SHORT TASK:
Could you update the listing below by replacing "metal girder" with "steel girder" throughout and changing nothing else? Leave the pictures out of your answer.

GIVEN RECORDS:
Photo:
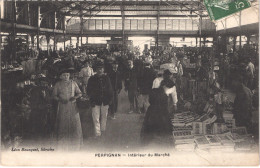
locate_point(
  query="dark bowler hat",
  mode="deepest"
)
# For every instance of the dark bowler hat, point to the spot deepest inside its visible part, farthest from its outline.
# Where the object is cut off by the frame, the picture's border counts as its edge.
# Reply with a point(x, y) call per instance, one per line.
point(99, 64)
point(115, 62)
point(67, 70)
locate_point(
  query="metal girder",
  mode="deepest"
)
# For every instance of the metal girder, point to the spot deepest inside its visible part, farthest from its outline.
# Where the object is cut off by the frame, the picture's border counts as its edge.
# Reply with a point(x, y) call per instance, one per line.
point(109, 33)
point(141, 16)
point(7, 27)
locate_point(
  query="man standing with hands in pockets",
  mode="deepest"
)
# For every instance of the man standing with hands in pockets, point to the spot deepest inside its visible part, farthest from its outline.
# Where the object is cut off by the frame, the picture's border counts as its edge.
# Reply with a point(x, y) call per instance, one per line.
point(100, 92)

RESULT FOR THIS TASK:
Photo:
locate_point(
  query="dark bowler hat",
  mode="deepest"
)
# For every instance of the dark bowler hat, point to the spot deepest inside its visible part, farthest from its outline.
# Where the object is cut off by the frame, the picture's border counts as its edge.
# Reply with a point(x, y) call per instance, one per line.
point(99, 64)
point(115, 62)
point(67, 70)
locate_point(
  query="steel girder",
  mode="deepest"
)
# For every instance of the steel girder, point to the spot deepest inside its visible part, farthest from its outline.
# Where the object is cut off by the frame, the picture's border counts as its edge.
# Reply with a point(x, y) call per instance, one per line.
point(109, 33)
point(141, 16)
point(7, 27)
locate_point(
  query="man standing with hands in pockets",
  mode="deepest"
)
# For every instance of the man standing with hands in pockets, point to the spot deepest inside its visible part, farthest from its outline.
# Where the object is cut off by the frame, the picture's border counts as its edge.
# Reply with a point(x, y) call per instance, one per line.
point(100, 92)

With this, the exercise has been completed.